:: Extracted data ::
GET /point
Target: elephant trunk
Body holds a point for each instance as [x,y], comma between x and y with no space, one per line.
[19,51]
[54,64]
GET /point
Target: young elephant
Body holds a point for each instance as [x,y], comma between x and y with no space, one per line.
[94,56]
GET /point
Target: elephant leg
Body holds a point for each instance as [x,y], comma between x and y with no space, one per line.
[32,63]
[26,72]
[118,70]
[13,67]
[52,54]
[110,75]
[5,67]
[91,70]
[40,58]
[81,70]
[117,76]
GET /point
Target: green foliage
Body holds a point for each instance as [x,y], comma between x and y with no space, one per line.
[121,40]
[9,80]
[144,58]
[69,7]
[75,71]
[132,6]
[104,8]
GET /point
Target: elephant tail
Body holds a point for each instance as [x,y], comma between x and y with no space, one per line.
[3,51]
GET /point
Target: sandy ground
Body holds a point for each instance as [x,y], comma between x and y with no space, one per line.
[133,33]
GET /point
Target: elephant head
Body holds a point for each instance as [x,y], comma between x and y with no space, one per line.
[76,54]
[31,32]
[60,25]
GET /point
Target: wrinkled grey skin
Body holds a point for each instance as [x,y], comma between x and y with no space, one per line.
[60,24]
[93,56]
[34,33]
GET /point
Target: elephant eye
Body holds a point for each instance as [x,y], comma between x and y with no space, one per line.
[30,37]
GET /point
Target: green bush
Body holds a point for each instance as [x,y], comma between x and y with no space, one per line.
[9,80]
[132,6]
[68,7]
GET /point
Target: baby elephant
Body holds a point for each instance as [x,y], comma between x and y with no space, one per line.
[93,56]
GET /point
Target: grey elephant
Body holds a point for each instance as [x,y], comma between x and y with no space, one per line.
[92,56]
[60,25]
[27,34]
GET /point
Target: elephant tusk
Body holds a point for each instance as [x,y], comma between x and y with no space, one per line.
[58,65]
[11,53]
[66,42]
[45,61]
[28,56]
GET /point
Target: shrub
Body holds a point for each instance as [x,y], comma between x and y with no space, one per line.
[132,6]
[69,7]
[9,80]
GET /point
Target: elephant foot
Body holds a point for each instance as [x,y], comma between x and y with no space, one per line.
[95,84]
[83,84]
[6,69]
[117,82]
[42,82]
:::
Exercise requirements:
Gather each line of the data above that contains the word "grey". Matching is case-sensitive.

Solution to this exercise:
Target: wrinkled grey skin
Target: grey elephant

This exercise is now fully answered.